• [Work item]
Set down the whole listing verbatim.
■ ■ ■
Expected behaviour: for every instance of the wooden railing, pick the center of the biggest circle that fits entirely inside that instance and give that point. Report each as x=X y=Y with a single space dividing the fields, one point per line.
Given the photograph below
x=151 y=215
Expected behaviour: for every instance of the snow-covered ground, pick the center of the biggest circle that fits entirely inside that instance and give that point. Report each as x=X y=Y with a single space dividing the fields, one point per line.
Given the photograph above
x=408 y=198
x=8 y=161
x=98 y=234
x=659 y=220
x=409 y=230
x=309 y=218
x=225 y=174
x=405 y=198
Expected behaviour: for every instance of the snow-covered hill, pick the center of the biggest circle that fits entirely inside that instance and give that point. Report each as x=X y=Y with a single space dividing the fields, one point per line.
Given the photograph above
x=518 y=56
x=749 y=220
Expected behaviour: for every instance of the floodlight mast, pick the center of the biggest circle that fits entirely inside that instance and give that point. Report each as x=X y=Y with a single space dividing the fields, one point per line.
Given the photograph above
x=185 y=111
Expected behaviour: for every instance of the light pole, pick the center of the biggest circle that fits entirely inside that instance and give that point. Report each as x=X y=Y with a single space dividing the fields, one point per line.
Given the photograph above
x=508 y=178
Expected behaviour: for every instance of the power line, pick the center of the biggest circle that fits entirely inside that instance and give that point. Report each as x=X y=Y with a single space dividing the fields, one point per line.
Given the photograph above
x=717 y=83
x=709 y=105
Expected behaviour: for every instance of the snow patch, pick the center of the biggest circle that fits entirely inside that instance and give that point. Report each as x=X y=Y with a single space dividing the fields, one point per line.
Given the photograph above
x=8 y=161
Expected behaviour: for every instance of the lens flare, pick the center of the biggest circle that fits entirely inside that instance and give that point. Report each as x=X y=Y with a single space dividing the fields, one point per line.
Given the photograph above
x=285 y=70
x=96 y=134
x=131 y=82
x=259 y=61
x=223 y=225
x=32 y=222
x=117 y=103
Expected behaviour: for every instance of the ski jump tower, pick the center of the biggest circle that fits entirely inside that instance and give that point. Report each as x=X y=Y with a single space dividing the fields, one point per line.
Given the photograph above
■ ■ ■
• [Written solution]
Expected behaviour: for every instance of the wooden railing, pick the center of the biggest circle that fits entirely inside that instance and give that point. Report each as x=X y=Y with a single space dividing the fields, one point per line.
Given the photograph below
x=151 y=215
Expected behaviour: for every instance of the snow-covered ground, pick the center of the biggest circle that fits entirely inside that instance and give that point. Report each as x=X y=Y with a single space dividing the fields, one point per line.
Given the photograph above
x=408 y=198
x=8 y=161
x=98 y=234
x=659 y=220
x=409 y=230
x=309 y=218
x=225 y=174
x=405 y=198
Expected behaviour: for every instance of the snow-covered hill, pick the center of the biggest circle that fits entirely inside that instance and give that point. Report each as x=X y=Y with a single space dividing the fields, one point per line.
Given the photograph above
x=518 y=56
x=749 y=220
Expected behaviour: for every instance of the floodlight mast, pick the center of the biggest circle that fits entirely inside that instance and give that point. Report each as x=X y=Y with a single space dividing the fields, one point per line.
Given the photograph above
x=185 y=111
Expected behaviour: for every instance of the light pole, pick the center of the biggest circle that fits entirely inside that instance and give that point. Report each as x=X y=Y with a single space dividing the fields, one point per line.
Given the photograph above
x=508 y=178
Expected behaviour: for every instance of the power line, pick the center of the biggest circle that fits entirely inside that instance and give that point. Report each as x=X y=Y with a single space dividing the fields, one point per line.
Given the photograph above
x=717 y=83
x=709 y=105
Expected behaviour: for every instance of the snow patch, pick the center of the biggest circle that fits entirely inside that instance and give that point. Report each as x=X y=Y with a single space dividing the fields, one point per line.
Given the photograph above
x=8 y=161
Expected behaviour: for every instance of the lens flare, pick the center of the biggest circle that fits entirely inside that instance and give that point. Report each as x=X y=Y with a single space dividing the fields, one point per line.
Given the photograph above
x=285 y=70
x=96 y=134
x=131 y=82
x=259 y=61
x=223 y=225
x=32 y=222
x=117 y=103
Expected behaviour: for every instance of the ski jump tower, pick the center of the biggest circle that fits entirely inside that instance and give that point. Report each as x=X y=Y with a single space dividing the fields, one point per line.
Given the photograph above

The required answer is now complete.